(Beginning of Data for analysis)

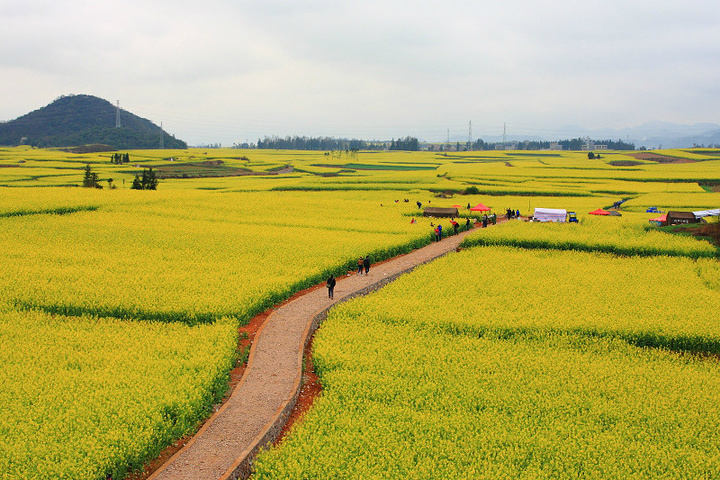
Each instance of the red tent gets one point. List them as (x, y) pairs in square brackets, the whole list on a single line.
[(599, 211), (480, 208), (661, 219)]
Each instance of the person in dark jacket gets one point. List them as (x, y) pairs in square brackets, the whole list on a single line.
[(331, 286)]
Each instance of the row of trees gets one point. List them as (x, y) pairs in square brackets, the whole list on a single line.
[(407, 143), (412, 144), (314, 143), (146, 181), (572, 144)]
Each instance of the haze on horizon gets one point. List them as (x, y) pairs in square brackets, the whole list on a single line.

(End of Data for analysis)

▶ **Work required**: Please print the records above once more, word for word, omitting all pictures.

▶ **Response box**:
Each instance of the red tent gets one point. List them as (x, y) pairs in square brackets, the whole list on a single line.
[(599, 211), (480, 208), (661, 219)]
Each instance of the person in dark jacket gets one point. List them as (x, y) pairs in square brackets, the whole list on a single line.
[(331, 286)]
Each instance of the row of trees gets one point. List them as (x, y) pairs in square brackets, the whole list on a single line.
[(407, 143), (412, 144), (314, 143), (146, 181), (572, 144)]
Each instance of the haze on horizon gets one point. List them as (x, y) pairs in square brackets, the whole list on a single line.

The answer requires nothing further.